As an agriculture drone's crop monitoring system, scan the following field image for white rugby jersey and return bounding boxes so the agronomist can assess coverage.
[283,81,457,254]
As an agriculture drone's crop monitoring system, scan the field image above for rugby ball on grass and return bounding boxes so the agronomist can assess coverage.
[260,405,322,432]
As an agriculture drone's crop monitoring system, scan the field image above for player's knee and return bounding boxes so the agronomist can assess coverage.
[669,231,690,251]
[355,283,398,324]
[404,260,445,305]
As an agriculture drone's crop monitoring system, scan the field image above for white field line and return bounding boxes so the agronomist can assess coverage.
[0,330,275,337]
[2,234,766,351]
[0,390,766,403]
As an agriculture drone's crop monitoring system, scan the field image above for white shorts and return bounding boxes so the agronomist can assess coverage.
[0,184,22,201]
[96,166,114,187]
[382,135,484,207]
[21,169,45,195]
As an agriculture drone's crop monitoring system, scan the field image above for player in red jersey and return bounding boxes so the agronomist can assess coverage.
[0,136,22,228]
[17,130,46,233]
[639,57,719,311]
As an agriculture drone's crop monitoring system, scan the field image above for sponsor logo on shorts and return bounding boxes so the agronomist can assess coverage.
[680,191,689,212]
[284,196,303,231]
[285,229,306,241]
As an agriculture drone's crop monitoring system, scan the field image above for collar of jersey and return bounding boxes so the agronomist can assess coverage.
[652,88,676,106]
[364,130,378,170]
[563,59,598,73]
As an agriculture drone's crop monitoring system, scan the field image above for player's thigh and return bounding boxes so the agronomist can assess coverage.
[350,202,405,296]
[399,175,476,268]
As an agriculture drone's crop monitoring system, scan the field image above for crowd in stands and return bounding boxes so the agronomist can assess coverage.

★ ★ ★ ★

Copy out each record from above, exactly.

## Written reply:
As an agriculture drone's crop monitoring system, scan the following field image for white rugby jersey and return bounding boxes so the agronomist can assess coverage.
[283,81,457,254]
As an agriculture drone's crop monitoring system, scan the field image above for rugby ball on grass and return bounding boxes so the agronomist can assess coverage.
[260,405,322,432]
As an agriculture drone's crop monitoring system, scan the field image above for player's knee and return bounding boxes so the agronomist can assess coverage.
[669,231,690,251]
[355,283,398,324]
[404,260,445,305]
As an agriculture drone's crop monitoring system, scan the field image above for white field line and return bounding boxes so the agronomist can assess coverage.
[0,330,275,337]
[2,234,766,351]
[0,390,766,403]
As an agriculture drone's crop monitoring system, scan the field image above for white shorts and return bounding boxes so the agronomist can assess coverage.
[0,184,22,201]
[96,166,114,187]
[382,135,484,207]
[21,169,45,195]
As an agriculture drone's crop monitoring system, scan the field image above for player in red jersey and return bounding boxes so the agronomist can assess coverage.
[0,136,22,228]
[17,130,46,233]
[639,57,719,311]
As an agriculture drone's crop monitoring system, scan the field image above for sponsor logo on shorts and return bounding boxes so the agronomist can assess coverage.
[680,191,689,212]
[284,196,303,231]
[285,229,306,241]
As an agriculture drone's crop monitoring system, scan the field image above for collar of jersey and return bounding boxes so the agronomist can assess coverage.
[652,88,676,106]
[364,130,378,170]
[563,59,598,73]
As an agriculture drone's crop monitoring system, scan the field image above for player's thigh and return bounding boxes so the agronomist can assess coverage.
[350,202,405,296]
[399,175,476,268]
As an agriculture drone's crop monitoring system, scan the field image above for crowd in stands and return bounding boxes so the agronomist can assess coverage.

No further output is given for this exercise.